▶ [The records]
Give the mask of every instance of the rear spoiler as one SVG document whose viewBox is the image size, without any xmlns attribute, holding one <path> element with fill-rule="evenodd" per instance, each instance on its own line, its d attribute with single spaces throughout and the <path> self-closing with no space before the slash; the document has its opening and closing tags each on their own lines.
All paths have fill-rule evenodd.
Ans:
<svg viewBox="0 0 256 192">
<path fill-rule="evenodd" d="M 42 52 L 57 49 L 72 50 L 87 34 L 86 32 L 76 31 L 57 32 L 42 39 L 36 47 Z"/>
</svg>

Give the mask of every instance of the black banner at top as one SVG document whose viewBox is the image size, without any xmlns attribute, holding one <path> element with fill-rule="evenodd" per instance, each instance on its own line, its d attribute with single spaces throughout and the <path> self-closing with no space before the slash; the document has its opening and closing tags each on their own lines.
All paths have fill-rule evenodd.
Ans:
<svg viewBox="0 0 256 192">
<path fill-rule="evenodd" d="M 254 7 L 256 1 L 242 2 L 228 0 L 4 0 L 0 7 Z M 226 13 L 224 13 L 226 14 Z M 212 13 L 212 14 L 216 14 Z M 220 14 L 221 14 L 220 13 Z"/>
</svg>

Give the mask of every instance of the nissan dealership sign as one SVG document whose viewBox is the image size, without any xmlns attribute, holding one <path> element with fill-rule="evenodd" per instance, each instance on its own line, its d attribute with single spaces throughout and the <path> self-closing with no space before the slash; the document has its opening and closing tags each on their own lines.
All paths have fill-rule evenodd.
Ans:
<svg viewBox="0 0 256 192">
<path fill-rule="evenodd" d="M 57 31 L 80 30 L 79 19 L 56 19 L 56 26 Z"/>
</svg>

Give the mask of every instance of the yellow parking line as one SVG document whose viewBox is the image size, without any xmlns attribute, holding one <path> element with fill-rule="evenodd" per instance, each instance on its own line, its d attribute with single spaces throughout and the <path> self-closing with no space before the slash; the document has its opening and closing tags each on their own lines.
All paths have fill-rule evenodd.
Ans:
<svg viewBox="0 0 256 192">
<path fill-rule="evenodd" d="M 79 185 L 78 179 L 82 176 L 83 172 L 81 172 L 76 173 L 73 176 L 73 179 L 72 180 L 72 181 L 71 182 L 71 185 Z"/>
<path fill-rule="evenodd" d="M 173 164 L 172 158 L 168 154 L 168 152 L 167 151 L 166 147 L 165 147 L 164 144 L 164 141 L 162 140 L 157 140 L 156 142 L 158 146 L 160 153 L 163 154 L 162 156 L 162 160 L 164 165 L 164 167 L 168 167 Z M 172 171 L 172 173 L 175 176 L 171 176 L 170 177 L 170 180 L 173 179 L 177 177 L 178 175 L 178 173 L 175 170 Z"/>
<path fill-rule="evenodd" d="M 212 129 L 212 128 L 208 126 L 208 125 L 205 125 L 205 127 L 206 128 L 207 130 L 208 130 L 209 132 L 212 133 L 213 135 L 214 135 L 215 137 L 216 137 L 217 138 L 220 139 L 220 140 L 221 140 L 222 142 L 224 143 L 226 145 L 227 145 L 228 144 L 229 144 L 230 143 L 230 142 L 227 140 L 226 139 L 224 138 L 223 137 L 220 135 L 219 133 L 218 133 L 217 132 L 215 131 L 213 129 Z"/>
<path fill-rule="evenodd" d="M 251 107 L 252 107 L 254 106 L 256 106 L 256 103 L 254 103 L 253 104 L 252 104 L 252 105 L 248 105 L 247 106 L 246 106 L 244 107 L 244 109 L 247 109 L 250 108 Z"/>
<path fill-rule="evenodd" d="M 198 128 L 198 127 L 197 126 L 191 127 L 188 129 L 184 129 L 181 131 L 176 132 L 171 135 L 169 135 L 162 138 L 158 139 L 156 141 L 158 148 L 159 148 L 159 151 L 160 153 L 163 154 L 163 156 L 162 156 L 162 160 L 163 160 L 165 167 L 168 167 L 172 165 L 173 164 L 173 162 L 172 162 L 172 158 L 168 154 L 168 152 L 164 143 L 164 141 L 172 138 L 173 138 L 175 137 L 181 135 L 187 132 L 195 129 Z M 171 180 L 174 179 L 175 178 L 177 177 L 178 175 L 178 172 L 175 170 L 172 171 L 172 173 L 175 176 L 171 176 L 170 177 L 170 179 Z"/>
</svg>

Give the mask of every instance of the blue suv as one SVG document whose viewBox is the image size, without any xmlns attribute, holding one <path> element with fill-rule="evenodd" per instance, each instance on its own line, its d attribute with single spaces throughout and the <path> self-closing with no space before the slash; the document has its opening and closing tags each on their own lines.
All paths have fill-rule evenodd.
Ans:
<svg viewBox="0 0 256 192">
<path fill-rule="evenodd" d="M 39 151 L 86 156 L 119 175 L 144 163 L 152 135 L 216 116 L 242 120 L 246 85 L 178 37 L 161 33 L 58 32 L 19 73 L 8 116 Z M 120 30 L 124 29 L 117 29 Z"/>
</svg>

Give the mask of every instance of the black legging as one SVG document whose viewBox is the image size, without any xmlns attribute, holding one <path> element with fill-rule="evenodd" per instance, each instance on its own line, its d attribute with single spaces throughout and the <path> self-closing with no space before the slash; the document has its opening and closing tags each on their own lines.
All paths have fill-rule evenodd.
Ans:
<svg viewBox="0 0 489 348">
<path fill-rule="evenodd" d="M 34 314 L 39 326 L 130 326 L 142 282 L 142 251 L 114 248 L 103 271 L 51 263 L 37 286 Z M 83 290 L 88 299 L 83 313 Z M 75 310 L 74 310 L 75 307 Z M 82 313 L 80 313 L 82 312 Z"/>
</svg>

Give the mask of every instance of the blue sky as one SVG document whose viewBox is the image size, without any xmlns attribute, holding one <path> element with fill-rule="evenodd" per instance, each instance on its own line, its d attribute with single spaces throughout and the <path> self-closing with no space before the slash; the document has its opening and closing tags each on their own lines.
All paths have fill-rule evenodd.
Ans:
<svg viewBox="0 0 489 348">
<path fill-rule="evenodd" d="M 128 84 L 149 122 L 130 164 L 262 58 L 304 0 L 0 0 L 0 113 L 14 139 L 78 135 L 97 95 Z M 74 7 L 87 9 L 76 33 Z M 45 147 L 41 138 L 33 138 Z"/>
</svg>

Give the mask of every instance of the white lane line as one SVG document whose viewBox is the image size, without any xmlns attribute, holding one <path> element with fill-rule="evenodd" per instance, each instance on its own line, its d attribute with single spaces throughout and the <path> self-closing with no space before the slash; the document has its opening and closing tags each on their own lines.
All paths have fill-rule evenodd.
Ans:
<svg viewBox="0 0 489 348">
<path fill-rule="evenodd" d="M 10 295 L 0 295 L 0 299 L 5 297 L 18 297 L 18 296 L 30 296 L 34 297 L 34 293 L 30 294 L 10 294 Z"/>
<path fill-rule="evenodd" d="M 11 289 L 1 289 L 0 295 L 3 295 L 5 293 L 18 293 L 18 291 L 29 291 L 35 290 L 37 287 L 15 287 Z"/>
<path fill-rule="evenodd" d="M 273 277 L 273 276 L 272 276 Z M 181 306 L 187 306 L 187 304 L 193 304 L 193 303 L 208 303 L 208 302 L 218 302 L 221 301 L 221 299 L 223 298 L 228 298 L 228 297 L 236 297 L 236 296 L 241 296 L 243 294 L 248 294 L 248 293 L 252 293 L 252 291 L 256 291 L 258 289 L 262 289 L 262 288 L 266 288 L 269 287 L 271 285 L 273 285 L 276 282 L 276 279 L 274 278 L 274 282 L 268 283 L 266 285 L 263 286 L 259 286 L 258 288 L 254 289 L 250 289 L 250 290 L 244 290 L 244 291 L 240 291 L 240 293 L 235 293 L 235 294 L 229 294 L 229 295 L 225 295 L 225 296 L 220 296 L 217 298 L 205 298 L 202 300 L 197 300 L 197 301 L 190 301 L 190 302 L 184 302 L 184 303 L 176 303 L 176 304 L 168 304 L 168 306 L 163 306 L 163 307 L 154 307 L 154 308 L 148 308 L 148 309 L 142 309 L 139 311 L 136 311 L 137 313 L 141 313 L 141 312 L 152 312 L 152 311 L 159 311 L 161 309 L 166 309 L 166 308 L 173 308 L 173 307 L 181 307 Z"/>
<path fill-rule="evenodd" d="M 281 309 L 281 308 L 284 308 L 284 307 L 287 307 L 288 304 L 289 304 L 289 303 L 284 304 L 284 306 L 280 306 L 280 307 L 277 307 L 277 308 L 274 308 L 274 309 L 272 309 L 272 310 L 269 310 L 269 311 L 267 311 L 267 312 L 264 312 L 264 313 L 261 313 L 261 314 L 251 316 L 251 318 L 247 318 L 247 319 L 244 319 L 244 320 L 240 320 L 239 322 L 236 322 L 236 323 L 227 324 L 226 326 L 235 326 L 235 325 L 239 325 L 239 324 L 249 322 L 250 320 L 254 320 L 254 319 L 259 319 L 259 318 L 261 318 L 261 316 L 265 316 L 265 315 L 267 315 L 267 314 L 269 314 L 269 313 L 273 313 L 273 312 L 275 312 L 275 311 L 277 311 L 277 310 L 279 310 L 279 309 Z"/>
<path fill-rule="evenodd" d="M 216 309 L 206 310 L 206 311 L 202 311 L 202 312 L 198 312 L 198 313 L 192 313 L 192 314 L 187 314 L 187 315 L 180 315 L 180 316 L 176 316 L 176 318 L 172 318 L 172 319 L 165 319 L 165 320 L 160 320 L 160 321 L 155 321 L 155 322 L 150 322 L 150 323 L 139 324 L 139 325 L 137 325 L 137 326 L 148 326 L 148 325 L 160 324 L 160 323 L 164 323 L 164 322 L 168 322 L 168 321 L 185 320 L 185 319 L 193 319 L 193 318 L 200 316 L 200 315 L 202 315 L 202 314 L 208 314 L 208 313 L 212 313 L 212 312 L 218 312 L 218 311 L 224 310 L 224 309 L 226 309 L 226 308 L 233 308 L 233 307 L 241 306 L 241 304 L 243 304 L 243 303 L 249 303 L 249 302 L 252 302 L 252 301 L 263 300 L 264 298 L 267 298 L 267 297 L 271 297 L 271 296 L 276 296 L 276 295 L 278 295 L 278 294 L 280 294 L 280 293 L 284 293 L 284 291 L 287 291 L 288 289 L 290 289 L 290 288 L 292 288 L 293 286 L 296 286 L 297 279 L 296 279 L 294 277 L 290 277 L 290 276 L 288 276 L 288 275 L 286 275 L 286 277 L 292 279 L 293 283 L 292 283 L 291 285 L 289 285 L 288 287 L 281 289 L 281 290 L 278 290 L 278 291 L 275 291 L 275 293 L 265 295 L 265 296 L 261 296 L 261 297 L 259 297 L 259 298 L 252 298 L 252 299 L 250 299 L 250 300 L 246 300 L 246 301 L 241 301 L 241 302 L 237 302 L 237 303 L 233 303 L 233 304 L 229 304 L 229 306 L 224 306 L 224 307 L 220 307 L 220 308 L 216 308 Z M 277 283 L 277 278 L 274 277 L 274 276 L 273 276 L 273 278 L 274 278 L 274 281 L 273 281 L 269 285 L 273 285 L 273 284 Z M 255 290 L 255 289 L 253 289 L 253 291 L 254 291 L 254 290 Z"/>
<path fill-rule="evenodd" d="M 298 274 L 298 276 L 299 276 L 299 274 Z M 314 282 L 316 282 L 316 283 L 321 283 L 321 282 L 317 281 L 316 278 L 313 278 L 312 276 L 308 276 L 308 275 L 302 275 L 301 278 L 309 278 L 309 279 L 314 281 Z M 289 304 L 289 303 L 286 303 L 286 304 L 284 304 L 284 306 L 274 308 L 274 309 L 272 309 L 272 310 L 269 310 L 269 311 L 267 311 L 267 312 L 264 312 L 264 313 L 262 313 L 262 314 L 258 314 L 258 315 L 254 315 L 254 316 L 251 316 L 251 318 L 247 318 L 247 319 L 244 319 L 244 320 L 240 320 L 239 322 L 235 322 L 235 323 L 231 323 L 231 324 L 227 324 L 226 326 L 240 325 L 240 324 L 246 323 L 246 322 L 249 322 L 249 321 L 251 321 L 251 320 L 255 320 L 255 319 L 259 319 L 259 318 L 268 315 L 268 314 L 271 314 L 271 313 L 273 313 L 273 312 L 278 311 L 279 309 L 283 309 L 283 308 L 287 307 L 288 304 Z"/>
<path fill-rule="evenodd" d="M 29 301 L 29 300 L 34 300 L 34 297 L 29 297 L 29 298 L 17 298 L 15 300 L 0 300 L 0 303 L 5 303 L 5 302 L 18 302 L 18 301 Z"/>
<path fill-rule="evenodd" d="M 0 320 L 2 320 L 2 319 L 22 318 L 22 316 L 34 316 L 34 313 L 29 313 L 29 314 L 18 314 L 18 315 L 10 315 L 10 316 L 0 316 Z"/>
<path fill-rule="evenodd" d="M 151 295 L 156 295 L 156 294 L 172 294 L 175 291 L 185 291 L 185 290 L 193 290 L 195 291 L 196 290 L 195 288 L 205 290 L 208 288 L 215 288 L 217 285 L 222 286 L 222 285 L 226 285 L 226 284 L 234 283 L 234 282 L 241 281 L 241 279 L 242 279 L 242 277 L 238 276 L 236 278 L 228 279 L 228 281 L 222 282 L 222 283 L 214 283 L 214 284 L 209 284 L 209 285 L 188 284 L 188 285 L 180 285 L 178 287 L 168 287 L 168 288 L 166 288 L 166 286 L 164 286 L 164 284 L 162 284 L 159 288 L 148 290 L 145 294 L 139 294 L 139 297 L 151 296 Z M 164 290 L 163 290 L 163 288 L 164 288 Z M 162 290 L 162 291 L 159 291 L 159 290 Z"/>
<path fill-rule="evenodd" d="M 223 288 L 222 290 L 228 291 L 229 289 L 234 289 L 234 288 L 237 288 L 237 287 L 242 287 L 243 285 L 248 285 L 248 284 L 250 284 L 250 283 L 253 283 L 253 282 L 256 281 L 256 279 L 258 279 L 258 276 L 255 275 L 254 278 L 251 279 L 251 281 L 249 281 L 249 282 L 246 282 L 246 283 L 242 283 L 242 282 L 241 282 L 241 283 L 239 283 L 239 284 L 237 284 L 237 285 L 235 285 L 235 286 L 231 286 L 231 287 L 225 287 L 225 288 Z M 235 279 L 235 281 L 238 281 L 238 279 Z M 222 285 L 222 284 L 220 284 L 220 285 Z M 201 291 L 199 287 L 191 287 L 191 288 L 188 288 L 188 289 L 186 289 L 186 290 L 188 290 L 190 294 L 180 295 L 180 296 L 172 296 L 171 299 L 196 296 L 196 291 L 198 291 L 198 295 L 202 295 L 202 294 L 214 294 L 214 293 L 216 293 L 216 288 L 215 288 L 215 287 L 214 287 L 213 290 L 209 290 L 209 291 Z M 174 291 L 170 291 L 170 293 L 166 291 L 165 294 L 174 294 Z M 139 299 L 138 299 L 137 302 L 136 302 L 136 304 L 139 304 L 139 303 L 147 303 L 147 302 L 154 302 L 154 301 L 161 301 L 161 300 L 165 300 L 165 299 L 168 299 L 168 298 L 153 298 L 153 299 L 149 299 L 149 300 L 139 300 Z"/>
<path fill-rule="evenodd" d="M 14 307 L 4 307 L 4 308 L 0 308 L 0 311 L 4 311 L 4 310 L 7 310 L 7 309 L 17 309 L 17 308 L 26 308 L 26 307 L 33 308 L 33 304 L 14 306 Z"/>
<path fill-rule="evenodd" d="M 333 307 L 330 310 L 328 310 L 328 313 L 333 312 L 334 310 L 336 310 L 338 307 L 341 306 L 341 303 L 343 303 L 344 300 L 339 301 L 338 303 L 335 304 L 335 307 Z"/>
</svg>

▶ [What is being asked]
Count the lines in the records above that contain the string "black", and reply with the number alone.

▶ [Correct response]
2